Aufgabe — Schreib den Textausschnitt zum besonders schweren Landfriedensbruch im Anschluss an seinen letzten Satz weiter.

Textausschnitt —
++++++++
Beitrag

Besonders schwerer Landfriedensbruch

Die Aufnahme eines vor Ort vorgefundenen metallenen Caféstuhls zum Zwecke der Verwendung als Wurfgeschoss erfüllt die Voraussetzungen des Regelbeispiels des besonders schweren Falls des Landfriedensbruchs gem. § 125a Abs. 1 Nr. 2 StGB – Beisichführen eines anderen gefährlichen Werkzeugs –, ohne dass es einer darüber hinausgehenden Verletzungsabsicht bedürfte. (Leitsatz des Gerichts)
++++++++
Vorliegendes Material —
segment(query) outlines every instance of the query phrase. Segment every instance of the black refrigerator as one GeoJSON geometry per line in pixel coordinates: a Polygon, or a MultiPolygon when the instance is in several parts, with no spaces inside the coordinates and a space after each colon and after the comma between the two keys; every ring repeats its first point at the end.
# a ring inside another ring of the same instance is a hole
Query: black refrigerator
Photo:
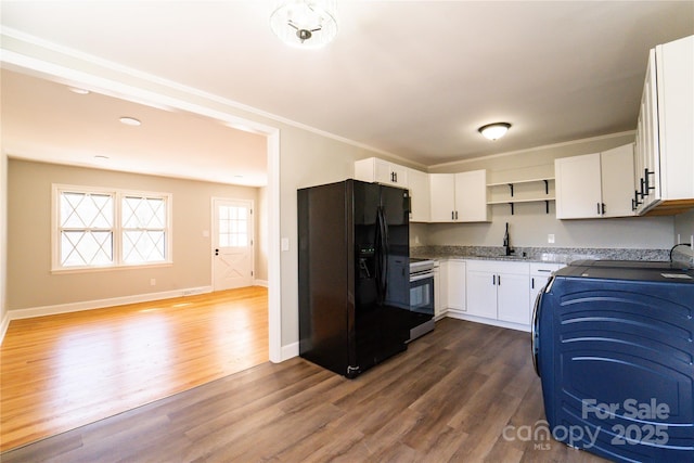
++++++++
Ergebnis —
OLG Oldenburg, Urt. v. 23.11.2020 – 1 Ss 166/20

I. Sachverhalt

Das AG hatte den Angeklagten wegen Landfriedensbruchs unter Annahme eines unbenannten besonders schweren Falls (§ 125a S. 1 StGB) zu einer zur Bewährung ausgesetzten Freiheitstrafe von sechs Monaten verurteilt. Die hiergegen gerichteten Berufungen des Angeklagten und der Staatsanwaltschaft – Letztere auf den Rechtsfolgenausspruch beschränkt – hat das LG als unbegründet verworfen. Dagegen wendet sich der Angeklagte mit der Revision, mit der er sich gegen die Einordnung der Tat als besonders schwerer Fall gemäß § 125a StGB wendet. Das Rechtsmittel hatte keinen Erfolg.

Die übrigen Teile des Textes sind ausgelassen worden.